Aim: Which lines in the records contain the string "bare", with case counting? Copy every one of those lines.

(Saved entries)

____

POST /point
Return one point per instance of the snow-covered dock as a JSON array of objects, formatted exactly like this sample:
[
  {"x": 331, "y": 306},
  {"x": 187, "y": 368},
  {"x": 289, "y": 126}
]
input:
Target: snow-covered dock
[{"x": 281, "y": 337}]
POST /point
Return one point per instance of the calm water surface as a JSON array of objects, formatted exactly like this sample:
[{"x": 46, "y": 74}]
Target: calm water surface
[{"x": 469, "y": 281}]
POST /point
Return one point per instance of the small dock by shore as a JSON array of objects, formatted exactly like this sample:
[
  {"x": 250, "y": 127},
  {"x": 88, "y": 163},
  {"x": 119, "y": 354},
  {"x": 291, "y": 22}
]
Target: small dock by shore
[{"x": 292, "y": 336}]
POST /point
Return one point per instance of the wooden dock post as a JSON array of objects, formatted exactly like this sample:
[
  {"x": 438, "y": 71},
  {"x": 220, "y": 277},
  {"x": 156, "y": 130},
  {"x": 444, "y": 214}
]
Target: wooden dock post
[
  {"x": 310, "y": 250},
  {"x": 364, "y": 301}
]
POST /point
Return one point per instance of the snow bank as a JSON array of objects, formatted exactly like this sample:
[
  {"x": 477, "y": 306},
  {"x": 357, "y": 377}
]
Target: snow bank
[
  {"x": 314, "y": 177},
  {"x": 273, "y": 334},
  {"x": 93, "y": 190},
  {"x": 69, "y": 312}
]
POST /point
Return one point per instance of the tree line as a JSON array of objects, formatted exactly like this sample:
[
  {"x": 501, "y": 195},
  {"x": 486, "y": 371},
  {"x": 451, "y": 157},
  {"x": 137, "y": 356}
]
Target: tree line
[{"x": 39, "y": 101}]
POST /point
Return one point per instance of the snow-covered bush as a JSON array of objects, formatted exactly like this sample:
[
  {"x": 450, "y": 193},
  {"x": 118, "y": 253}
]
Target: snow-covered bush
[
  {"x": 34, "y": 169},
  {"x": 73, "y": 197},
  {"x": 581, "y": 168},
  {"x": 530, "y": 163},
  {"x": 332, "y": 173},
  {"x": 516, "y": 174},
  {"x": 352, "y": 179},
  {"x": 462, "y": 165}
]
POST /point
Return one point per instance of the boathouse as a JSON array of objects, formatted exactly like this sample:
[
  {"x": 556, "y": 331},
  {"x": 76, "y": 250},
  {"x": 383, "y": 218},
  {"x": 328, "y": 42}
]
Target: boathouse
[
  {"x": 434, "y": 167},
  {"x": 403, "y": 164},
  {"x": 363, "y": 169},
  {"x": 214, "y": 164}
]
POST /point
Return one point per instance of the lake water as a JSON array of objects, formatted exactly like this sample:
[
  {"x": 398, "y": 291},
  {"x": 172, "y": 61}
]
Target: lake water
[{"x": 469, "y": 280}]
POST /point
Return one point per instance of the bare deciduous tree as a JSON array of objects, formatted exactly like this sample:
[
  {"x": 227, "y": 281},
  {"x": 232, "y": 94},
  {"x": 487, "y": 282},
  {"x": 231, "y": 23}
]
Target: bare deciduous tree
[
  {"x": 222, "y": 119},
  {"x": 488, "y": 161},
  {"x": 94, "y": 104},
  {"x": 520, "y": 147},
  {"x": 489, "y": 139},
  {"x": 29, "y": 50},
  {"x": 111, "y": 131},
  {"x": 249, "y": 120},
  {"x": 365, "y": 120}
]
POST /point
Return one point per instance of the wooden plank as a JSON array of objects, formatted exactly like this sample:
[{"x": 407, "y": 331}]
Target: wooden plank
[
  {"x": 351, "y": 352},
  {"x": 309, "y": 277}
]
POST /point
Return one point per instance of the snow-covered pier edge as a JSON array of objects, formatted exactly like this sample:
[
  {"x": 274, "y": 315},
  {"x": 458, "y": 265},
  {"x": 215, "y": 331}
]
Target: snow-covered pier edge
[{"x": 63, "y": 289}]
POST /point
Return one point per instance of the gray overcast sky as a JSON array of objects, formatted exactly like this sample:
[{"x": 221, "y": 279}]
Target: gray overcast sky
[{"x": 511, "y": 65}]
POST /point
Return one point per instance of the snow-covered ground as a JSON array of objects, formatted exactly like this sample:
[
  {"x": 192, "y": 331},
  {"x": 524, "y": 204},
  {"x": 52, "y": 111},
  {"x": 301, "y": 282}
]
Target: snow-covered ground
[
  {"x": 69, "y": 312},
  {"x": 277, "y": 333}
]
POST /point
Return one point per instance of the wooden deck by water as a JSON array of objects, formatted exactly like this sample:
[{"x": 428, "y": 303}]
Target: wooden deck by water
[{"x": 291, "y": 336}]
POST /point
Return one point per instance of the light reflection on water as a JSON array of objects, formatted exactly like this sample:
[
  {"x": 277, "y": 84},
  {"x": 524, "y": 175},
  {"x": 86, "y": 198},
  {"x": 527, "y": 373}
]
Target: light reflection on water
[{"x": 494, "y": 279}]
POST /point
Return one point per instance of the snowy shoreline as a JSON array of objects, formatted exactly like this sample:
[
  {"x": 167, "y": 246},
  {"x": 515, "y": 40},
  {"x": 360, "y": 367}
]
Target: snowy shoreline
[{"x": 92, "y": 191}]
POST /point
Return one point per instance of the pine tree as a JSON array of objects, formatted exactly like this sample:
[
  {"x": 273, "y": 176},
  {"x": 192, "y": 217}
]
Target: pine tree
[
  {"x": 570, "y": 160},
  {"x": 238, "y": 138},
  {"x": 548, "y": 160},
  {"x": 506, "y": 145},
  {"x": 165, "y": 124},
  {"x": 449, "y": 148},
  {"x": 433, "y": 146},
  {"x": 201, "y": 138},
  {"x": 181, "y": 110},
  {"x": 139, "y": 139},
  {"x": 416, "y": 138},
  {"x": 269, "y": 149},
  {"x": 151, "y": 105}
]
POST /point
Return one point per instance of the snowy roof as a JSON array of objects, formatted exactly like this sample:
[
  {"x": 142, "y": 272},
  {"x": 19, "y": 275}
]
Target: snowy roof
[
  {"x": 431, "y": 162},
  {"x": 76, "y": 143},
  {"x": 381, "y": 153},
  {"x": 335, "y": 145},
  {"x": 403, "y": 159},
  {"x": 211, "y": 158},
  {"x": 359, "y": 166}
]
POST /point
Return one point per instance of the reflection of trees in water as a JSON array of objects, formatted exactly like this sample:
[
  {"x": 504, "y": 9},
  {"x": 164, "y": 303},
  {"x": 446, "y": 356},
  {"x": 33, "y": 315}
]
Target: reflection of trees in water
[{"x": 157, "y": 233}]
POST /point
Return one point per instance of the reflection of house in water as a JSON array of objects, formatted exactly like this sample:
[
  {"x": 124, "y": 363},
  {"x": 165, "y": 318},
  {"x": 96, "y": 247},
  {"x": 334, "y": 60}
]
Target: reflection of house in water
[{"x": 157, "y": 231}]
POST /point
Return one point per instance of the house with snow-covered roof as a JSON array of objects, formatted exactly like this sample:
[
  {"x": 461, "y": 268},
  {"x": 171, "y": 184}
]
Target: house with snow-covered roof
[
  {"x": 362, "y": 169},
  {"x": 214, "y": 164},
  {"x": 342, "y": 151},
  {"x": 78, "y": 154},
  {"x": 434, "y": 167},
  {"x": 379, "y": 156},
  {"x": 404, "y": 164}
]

____

Correct result:
Return one point per instance of the bare deciduous tree as a JSON array of objects, formatted exactly like this sample:
Target: bare deciduous tree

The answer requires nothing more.